PROBLEM STATEMENT:
Starting at the line that contains "Please mark the uniformed" and continuing through the end of the material, give every line as a numbered list, omitting blank lines.

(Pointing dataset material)

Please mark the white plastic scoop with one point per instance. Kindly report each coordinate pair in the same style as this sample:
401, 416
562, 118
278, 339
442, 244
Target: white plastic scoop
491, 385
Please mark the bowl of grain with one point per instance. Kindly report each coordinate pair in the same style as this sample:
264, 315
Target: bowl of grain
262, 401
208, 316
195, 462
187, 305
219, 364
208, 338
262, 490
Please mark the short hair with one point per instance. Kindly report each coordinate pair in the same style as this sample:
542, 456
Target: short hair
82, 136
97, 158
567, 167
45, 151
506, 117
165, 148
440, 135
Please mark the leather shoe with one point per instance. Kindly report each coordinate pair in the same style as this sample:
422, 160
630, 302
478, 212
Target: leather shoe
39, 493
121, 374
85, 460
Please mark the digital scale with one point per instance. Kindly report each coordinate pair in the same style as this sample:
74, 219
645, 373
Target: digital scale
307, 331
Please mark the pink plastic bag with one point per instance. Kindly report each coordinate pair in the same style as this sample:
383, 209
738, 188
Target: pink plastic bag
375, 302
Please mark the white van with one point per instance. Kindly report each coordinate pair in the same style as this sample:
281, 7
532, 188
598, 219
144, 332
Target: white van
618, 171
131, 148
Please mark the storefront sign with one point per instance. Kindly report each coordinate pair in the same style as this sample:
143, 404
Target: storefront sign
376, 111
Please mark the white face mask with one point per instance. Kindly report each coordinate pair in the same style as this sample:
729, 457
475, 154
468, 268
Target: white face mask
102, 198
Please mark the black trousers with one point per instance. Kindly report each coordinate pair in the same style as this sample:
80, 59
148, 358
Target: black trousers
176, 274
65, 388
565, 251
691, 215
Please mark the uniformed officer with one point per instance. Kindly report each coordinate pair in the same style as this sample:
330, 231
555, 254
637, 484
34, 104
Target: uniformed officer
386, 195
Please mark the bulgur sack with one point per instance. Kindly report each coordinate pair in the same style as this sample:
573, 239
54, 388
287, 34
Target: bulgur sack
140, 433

EXERCISE ANSWER:
1. Please mark the uniformed officer with one point per instance. Kindly report each coordinate pair in the same style as this sample:
2. 330, 231
3. 555, 254
4. 637, 484
5. 34, 104
6. Target: uniformed officer
7. 386, 195
8. Please mark the bulgur sack with one point per instance. Kindly report each coordinate pair in the same style as this sample:
9. 573, 239
10. 54, 388
11. 287, 34
12. Target: bulgur sack
13. 140, 433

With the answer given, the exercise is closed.